(OPDRACHT): Vat de uitspraak samen in twee zinnen.

(GEGEVEN TEKST):

────────────────

Uitspraak 202106038/1/A3


Volledige tekst

202106038/1/A3.
Datum uitspraak: 31 augustus 2022

AFDELING
BESTUURSRECHTSPRAAK

Uitspraak op het hoger beroep van:

[appellant], wonend te [woonplaats],

tegen de uitspraak van de voorzieningenrechter van de rechtbank Amsterdam van 5 augustus 2021 in zaken nrs. 21/3210 en 21/2986 in het geding tussen:

[appellant]

en

de burgemeester van Amsterdam.

Procesverloop

Bij besluit van 18 december 2020 heeft de burgemeester gelast de woning aan de [locatie] in Amsterdam (hierna: de woning) te sluiten voor onbepaalde tijd op grond van artikel 13b, eerste lid, van de Opiumwet.

────────────────

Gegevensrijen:

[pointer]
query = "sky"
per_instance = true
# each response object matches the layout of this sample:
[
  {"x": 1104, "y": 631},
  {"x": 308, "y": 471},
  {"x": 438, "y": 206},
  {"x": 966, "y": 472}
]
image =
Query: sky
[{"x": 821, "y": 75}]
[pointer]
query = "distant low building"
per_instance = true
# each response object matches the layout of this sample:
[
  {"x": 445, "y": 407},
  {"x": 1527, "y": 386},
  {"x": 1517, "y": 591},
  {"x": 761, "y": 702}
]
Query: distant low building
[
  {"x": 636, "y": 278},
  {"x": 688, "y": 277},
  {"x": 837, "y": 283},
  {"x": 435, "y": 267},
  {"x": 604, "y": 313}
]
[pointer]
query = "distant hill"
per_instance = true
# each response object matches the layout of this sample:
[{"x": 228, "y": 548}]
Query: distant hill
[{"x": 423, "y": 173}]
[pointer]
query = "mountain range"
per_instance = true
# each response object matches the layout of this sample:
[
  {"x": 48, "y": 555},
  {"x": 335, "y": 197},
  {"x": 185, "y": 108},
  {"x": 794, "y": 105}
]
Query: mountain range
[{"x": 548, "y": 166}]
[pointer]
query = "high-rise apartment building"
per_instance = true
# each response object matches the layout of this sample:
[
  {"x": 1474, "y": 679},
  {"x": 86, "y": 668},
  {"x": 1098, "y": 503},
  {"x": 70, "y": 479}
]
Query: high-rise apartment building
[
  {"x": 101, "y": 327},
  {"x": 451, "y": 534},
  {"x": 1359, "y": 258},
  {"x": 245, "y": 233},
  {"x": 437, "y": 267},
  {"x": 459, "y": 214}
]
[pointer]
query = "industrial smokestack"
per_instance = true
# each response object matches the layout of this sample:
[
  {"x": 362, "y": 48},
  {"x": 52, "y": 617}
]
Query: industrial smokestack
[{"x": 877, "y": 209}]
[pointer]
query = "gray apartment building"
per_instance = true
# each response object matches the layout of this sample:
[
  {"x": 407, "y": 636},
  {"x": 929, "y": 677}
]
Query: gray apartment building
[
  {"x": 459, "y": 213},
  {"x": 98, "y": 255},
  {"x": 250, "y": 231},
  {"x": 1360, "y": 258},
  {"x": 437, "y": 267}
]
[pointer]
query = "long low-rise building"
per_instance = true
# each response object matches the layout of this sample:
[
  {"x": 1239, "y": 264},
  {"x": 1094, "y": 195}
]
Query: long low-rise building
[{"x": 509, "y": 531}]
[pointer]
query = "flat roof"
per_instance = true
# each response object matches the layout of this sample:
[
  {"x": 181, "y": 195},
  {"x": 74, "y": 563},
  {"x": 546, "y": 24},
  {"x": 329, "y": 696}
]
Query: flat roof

────────────────

(UITGEWERKT ANTWOORD): De uitspraak van 31 augustus 2022 betreft het hoger beroep van de appellant tegen de uitspraak van de voorzieningenrechter van de rechtbank Amsterdam van 5 augustus 2021, in een geding tussen de appellant en de burgemeester van Amsterdam. Bij besluit van 18 december 2020 had de burgemeester gelast de woning in Amsterdam voor onbepaalde tijd te sluiten op grond van artikel 13b, eerste lid, van de Opiumwet.